▶ [STATED PROBLEM]: Starting at the beginning of the items and ending with the line that holds "POLYGON ((407 222, 406", write the lines out again, changing "Give the mask" to "Return the mask" and leaving everything else as it is.
# EXTRACTED RECORDS start
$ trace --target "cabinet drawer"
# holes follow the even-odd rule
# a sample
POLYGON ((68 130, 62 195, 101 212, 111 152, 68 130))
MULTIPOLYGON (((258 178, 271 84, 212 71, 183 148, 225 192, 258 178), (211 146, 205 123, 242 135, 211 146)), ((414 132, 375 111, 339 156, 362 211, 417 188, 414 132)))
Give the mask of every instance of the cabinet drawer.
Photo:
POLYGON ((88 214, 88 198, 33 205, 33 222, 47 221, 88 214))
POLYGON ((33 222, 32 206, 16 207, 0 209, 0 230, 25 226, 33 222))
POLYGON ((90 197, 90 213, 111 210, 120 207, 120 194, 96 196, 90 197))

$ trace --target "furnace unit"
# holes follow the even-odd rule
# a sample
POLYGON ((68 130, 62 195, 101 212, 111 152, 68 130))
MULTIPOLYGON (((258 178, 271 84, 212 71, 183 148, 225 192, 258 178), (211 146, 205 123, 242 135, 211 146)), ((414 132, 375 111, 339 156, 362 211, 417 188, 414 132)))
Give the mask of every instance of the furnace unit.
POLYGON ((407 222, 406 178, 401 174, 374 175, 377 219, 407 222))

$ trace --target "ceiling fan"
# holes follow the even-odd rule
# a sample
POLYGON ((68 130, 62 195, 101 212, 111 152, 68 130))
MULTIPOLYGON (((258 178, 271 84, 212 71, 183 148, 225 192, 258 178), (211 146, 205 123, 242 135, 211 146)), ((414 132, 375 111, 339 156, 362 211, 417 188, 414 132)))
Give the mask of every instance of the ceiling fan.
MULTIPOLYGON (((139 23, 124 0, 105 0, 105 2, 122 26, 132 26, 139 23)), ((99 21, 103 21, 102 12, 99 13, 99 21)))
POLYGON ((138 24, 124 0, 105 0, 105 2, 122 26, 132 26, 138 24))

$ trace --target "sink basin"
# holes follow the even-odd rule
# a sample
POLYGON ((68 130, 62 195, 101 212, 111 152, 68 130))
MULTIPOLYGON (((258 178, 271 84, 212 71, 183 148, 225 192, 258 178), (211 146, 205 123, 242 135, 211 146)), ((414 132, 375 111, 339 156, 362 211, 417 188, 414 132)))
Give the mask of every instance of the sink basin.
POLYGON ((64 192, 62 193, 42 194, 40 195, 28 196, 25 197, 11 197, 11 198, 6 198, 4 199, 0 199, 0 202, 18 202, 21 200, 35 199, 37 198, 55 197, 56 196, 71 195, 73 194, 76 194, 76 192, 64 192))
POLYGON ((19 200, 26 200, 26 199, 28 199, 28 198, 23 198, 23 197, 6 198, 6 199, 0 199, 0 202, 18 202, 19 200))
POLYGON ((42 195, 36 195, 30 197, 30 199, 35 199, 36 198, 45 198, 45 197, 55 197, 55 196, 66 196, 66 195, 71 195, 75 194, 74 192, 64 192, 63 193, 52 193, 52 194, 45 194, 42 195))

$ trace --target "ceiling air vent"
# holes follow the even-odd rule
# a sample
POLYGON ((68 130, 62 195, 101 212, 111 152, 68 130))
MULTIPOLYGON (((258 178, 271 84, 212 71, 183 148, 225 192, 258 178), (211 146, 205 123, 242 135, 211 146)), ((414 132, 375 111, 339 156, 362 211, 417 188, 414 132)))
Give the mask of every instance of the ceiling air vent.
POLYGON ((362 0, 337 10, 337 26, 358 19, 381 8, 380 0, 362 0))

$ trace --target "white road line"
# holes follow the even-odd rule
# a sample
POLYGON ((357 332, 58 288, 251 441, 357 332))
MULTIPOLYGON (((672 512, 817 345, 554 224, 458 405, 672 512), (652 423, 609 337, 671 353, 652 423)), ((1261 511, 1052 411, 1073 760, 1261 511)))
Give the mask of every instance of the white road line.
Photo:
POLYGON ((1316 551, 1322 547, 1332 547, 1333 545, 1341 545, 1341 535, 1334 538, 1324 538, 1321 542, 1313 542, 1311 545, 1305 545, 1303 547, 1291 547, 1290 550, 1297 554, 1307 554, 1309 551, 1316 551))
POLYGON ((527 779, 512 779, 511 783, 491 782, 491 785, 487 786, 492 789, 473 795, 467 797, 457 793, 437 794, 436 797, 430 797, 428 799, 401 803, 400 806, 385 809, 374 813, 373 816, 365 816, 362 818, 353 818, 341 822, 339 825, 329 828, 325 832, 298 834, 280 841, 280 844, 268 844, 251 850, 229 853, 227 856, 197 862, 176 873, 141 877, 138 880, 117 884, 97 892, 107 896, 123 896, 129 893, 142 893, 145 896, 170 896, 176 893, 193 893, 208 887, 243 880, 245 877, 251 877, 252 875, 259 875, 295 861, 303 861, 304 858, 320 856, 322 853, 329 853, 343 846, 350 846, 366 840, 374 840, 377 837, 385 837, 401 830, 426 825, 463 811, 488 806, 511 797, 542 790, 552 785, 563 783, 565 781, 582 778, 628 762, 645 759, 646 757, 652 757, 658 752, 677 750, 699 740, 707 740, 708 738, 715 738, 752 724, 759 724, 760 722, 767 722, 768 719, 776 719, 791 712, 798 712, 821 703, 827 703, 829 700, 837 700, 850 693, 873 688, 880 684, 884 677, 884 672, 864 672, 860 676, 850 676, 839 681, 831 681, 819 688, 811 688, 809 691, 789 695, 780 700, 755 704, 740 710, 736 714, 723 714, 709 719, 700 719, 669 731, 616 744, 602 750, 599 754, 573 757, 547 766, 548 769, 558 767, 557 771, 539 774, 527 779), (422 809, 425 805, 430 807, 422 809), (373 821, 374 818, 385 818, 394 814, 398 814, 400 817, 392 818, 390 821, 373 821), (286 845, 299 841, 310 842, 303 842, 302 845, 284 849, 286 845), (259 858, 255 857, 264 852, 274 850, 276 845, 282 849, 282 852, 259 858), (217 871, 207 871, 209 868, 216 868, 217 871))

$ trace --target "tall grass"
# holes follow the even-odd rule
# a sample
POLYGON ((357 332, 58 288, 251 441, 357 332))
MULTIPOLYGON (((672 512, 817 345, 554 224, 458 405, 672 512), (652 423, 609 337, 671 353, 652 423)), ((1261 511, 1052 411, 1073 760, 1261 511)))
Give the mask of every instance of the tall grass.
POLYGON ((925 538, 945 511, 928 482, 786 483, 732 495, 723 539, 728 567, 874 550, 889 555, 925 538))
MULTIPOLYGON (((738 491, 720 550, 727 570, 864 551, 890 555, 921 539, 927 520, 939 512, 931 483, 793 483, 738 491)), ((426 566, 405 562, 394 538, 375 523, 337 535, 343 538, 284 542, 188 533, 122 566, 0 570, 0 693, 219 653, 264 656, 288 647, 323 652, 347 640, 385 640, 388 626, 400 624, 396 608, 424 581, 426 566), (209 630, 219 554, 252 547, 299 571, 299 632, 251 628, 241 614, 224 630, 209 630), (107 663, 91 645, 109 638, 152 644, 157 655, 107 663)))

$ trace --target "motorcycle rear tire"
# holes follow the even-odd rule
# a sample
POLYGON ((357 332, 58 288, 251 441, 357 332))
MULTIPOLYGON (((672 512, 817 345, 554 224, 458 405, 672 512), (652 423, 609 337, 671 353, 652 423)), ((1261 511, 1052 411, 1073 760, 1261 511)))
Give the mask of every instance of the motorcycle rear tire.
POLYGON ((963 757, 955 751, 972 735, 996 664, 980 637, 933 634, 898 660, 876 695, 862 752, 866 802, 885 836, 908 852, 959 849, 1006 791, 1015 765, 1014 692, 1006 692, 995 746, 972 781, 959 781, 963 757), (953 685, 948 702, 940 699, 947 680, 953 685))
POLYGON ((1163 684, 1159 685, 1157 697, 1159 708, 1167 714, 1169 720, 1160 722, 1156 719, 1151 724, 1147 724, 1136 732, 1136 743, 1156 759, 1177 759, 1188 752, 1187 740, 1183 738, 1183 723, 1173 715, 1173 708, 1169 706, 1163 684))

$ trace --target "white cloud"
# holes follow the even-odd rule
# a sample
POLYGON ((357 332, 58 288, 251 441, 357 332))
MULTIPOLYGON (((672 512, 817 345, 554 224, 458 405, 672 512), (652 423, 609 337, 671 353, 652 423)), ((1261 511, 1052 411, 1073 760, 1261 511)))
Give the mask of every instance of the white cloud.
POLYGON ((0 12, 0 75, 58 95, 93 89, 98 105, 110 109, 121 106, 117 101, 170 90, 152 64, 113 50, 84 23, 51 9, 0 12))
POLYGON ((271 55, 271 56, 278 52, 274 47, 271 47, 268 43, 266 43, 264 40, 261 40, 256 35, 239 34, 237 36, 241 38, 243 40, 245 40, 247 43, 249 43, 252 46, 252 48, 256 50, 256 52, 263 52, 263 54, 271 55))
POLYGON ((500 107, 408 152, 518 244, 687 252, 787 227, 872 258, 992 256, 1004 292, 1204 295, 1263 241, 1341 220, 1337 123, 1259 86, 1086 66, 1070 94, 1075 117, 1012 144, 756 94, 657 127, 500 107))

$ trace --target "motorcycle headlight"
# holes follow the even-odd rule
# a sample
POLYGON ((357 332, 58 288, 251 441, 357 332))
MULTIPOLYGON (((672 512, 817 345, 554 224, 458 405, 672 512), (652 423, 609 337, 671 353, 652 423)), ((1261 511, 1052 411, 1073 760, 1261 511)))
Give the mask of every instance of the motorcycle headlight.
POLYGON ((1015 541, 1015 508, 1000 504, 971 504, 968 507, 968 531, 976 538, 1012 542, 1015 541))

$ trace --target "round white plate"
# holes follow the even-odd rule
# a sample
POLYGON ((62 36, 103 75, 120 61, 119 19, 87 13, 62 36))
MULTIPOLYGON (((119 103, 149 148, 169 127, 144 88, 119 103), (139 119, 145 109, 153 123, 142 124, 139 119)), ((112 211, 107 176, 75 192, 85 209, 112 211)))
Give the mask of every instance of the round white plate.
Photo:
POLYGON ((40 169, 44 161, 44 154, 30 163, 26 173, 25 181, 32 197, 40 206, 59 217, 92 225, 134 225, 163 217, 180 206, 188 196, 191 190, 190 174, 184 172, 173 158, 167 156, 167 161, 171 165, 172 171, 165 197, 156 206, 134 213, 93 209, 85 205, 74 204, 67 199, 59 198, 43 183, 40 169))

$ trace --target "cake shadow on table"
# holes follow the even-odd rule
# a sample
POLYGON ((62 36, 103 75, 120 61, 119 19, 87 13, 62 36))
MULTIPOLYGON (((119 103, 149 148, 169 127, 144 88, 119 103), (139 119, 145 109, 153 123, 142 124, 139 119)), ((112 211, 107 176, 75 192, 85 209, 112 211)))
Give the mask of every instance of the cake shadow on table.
# EXTRACTED RECORDS end
▶ [EXPECTED ANSWER]:
$ trace --target "cabinet drawer"
# holes follow the even-odd rule
# a sample
POLYGON ((68 130, 62 195, 101 212, 111 152, 68 130))
MULTIPOLYGON (((258 178, 271 84, 212 71, 183 148, 225 192, 258 178), (211 146, 205 123, 242 135, 211 146)), ((414 132, 375 111, 339 156, 362 211, 417 188, 414 132)))
Return the mask of every instance of the cabinet drawer.
Photo:
POLYGON ((88 214, 88 198, 33 205, 33 222, 47 221, 88 214))
POLYGON ((33 222, 32 206, 16 207, 0 209, 0 230, 25 226, 33 222))
POLYGON ((90 197, 90 213, 111 210, 120 207, 120 194, 96 196, 90 197))

$ trace --target "furnace unit"
# holes follow the even-odd rule
# a sample
POLYGON ((68 130, 62 195, 101 212, 111 152, 68 130))
MULTIPOLYGON (((258 178, 271 84, 212 71, 183 148, 225 192, 258 178), (211 146, 205 123, 242 135, 211 146)), ((414 132, 375 111, 339 156, 362 211, 417 188, 414 132)))
Return the mask of every instance of the furnace unit.
POLYGON ((407 222, 406 178, 401 174, 374 175, 377 219, 407 222))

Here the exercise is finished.